The exercise — For the copy, please give all of the data again exactly and leave the pictures out.
Start of Supplied material
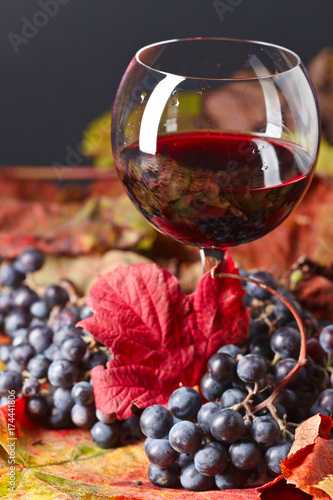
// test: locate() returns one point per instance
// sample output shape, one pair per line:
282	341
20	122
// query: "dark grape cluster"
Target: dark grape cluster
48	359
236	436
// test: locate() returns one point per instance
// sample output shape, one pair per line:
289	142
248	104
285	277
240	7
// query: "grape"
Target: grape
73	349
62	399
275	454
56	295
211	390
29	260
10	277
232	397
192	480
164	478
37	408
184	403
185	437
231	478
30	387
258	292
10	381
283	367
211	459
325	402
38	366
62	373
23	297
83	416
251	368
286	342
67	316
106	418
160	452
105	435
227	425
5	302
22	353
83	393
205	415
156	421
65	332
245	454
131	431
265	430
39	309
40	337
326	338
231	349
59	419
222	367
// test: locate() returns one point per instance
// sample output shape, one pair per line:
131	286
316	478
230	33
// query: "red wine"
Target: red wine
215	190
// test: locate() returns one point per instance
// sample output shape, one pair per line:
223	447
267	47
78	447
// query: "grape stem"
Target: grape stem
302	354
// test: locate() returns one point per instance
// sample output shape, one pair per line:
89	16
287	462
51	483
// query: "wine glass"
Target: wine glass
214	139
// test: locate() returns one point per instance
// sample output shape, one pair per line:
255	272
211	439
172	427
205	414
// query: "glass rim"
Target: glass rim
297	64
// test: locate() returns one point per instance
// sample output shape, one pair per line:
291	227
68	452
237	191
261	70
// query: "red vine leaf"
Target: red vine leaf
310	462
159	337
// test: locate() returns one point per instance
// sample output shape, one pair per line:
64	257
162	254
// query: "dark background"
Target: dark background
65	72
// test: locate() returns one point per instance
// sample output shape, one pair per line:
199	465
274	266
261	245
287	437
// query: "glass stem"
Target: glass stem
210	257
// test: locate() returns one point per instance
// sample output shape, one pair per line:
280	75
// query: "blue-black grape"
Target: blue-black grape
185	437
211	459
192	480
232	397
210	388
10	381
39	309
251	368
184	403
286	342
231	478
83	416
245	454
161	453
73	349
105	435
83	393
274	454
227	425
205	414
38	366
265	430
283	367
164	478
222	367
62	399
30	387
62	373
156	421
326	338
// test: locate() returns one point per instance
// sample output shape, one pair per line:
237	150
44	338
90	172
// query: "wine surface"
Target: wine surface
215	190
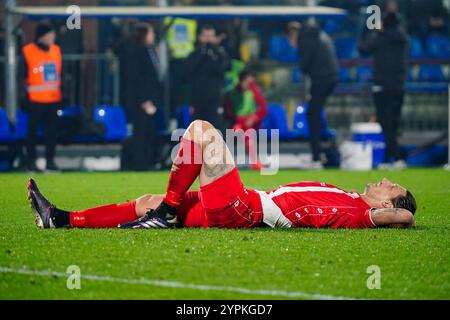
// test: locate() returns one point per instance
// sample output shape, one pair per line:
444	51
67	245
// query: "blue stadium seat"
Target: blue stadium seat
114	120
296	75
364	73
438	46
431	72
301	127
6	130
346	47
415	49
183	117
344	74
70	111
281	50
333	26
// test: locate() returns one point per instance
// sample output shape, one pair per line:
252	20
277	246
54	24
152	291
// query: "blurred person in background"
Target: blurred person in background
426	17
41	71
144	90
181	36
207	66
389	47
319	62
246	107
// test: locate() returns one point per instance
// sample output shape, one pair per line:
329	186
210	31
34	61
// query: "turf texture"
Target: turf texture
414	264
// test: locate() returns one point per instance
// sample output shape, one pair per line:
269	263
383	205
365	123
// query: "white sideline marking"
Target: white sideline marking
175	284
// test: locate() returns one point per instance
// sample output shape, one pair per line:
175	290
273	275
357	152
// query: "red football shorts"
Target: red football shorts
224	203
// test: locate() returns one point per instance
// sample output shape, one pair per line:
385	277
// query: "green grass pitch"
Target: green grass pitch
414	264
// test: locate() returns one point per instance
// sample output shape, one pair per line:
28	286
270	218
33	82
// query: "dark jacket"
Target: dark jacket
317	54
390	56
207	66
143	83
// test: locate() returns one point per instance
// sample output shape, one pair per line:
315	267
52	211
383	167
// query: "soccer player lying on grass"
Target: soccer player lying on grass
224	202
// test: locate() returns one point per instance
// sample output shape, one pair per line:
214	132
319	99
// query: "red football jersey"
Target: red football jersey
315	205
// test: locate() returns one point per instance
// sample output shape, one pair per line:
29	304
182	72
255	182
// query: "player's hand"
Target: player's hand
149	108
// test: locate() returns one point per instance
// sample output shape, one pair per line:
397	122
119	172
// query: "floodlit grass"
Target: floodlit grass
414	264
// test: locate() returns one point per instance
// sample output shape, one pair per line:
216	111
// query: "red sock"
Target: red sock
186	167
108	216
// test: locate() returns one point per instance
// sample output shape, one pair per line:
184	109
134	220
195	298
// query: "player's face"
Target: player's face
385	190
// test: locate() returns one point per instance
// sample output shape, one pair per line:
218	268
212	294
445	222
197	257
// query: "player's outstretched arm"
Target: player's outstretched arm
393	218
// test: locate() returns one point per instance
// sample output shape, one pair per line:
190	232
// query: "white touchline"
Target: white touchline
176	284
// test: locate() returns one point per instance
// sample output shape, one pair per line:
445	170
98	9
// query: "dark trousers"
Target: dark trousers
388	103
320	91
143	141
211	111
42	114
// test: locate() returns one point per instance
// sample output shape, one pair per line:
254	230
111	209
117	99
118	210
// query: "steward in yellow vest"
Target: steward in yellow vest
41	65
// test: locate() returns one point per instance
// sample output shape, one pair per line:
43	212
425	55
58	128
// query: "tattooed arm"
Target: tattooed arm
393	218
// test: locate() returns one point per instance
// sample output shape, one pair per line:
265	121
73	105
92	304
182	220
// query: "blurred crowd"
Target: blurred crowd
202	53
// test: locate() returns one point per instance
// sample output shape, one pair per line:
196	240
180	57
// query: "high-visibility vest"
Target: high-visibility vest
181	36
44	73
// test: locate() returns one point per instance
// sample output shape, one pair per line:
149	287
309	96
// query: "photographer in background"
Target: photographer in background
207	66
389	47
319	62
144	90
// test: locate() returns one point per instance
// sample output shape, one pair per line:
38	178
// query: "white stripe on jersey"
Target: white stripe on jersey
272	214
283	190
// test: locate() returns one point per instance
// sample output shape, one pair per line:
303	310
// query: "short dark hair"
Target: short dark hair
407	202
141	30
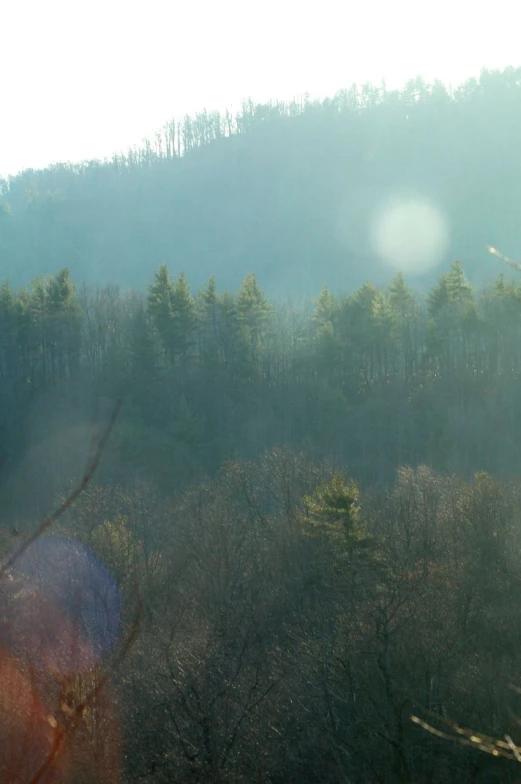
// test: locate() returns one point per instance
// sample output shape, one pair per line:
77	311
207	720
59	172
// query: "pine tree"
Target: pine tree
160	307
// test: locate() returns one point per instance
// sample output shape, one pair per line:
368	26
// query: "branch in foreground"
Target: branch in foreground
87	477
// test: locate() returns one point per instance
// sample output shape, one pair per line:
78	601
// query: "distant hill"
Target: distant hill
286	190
End of Supplied material
Exercise solution —
// test: locate() returns one point per instance
// sample output shape, one pair per line:
282	341
20	122
// query: "dark grape cluster"
Target: dark grape cluster
48	359
236	436
// test: locate() returns one point per instance
// sample output shape, one pair per line:
289	142
248	104
285	277
240	7
// query: "grape"
Target: grape
73	349
62	399
275	454
56	295
211	390
29	260
10	277
232	397
192	480
164	478
37	408
184	403
185	437
231	478
30	387
258	292
10	381
283	367
211	459
325	402
38	366
62	373
23	297
83	416
251	368
286	342
67	316
106	418
160	452
105	435
227	425
5	302
22	353
83	393
205	415
156	421
65	332
245	454
131	431
265	430
39	309
40	337
326	338
231	349
59	419
222	367
// test: locate() returns one point per instance
// sample output shape, one pair per line:
131	286
316	478
230	33
// query: "red wine"
Target: red wine
215	190
// test: locate() returns one point per instance
// sample output shape, one pair per line:
223	447
267	47
78	447
// query: "grape stem"
Target: grape stem
302	354
// test: locate() returns one point per instance
// sample output shape, one pair per line:
89	16
287	462
51	483
// query: "wine glass"
Target: wine glass
214	139
// test: locate() returns one point per instance
// sample output shape, one pair per line:
255	272
211	439
172	427
205	414
// query: "glass rim"
Target: glass rim
297	64
// test: locate() returns one point per instance
// sample output shape, one pair per line:
291	227
68	452
237	191
261	70
// query: "red vine leaf"
Target: red vine leaf
310	462
159	337
// test: locate() returns one point per instance
// sample output shape, one pair per line:
64	257
162	254
// query: "dark background"
Target: dark background
65	72
// test: locate() returns one point per instance
// sample output shape, one pair per line:
199	465
274	266
261	245
287	437
// query: "glass stem"
Target: glass stem
210	257
// test: locate() returns one point per instance
// sample output shape, one pair per line:
280	75
// query: "blue-black grape"
Target: blue-black grape
185	437
211	459
192	480
232	397
210	388
10	381
39	309
251	368
184	403
286	342
231	478
83	416
245	454
161	453
73	349
105	435
83	393
274	454
227	425
205	414
38	366
265	430
283	367
164	478
222	367
62	399
30	387
62	373
156	421
326	338
// test: locate() returns one point per instance
// sample output shape, one pair per line:
237	150
44	338
90	172
// query: "wine surface"
Target: wine surface
215	190
// test: locate() returns one point per instance
// sample output shape, one pair per line:
444	51
67	245
// query: "blue stadium seat"
Target: blue stadium seat
114	120
296	75
364	73
438	46
431	72
301	127
6	130
346	47
415	49
183	117
344	74
70	111
281	50
333	26
// test: locate() returns one point per instance
// sample output shape, one pair per line:
252	20
277	246
54	24
152	291
// query: "blurred person in background"
Target: blurred person in background
426	17
41	71
144	90
181	36
207	66
389	47
319	62
246	107
// test: locate() returns one point per instance
// sample output shape, one pair per line:
329	186
210	31
34	61
// query: "turf texture"
Target: turf texture
414	264
// test: locate() returns one point per instance
// sample output shape, one pair per line:
269	263
383	205
365	123
// query: "white sideline marking"
Target: white sideline marking
175	284
// test: locate() returns one point per instance
// sample output shape, one pair per line:
175	290
273	275
357	152
// query: "red football shorts"
Target: red football shorts
224	203
// test: locate() returns one point per instance
// sample output shape, one pair per line:
385	277
// query: "green grass pitch"
Target: green grass pitch
414	264
// test: locate() returns one point per instance
// sample output shape, one pair per line:
28	286
270	218
33	82
// query: "dark jacket"
Target: dark jacket
317	54
390	56
207	66
143	83
// test: locate() returns one point per instance
// sample output shape, one pair per line:
315	267
52	211
383	167
// query: "soccer player lying on grass"
Target: soccer player lying on grass
224	202
// test: locate() returns one point per instance
// sample output shape, one pair per line:
214	132
319	99
// query: "red football jersey"
Target: red football jersey
315	205
// test: locate() returns one point per instance
// sample output shape, one pair per line:
29	304
182	72
255	182
// query: "player's hand"
Target: player's hand
149	108
// test: locate() returns one point per instance
// sample output shape, one pair per line:
397	122
119	172
// query: "floodlit grass"
Target: floodlit grass
414	264
// test: locate() returns one point per instance
// sample output shape, one pair per line:
216	111
// query: "red sock"
Target: red sock
186	167
108	216
// test: locate() returns one point per instance
// sample output shape, one pair per line:
184	109
134	220
195	298
// query: "player's face"
Target: player's face
385	190
// test: locate() returns one point per instance
// sample output shape, one pair per line:
218	268
212	294
445	222
197	257
// query: "player's outstretched arm"
Target: player's outstretched arm
393	218
// test: locate() returns one point per instance
// sample output shape, one pair per line:
190	232
// query: "white touchline"
Target: white touchline
176	284
// test: locate() returns one point per instance
// sample output shape, one pair per line:
445	170
98	9
// query: "dark trousers"
Target: dark trousers
388	103
320	91
143	141
211	111
42	114
// test: locate() returns one point per instance
// sample output shape, one pair per line:
254	230
111	209
117	99
118	210
// query: "steward in yellow vest"
Target: steward in yellow vest
41	65
// test: locate() returns one point per instance
// sample output shape, one pair per line:
43	212
425	55
58	128
// query: "tattooed arm"
Target: tattooed arm
393	218
// test: locate() returns one point per instance
// sample output shape, one pair per line:
265	121
73	105
92	304
182	220
// query: "blurred crowd"
Target: blurred crowd
202	53
// test: locate() returns one point per instance
// sample output shape, one pair per line:
196	240
180	57
// query: "high-visibility vest"
Target: high-visibility vest
181	36
44	73
// test: locate() returns one point per instance
// sample output shape, one pair per line:
149	287
309	96
// query: "photographer in background"
Target: photographer in background
207	66
389	47
319	62
144	90
// test: locate() returns one point per instance
// sample output shape, one pair per line:
38	178
// query: "white stripe on jersey"
Target: white stripe on jersey
272	214
283	190
// test: locate() returns one point per instance
// sample output shape, one pair per line:
303	310
// query: "short dark hair"
Target: short dark hair
407	202
141	30
// test: locate() returns one point per instance
// sample output shape, one pair per line:
77	311
207	720
59	172
// query: "pine tree"
Target: pine tree
160	307
// test: locate() returns one point per instance
// sample output shape, one pair per line:
368	26
// query: "branch in foreground"
Target: branch in foreground
87	477
// test: locate() returns one point per instance
// sample output shape, one pair per line:
78	601
// query: "distant hill"
Target: distant hill
286	190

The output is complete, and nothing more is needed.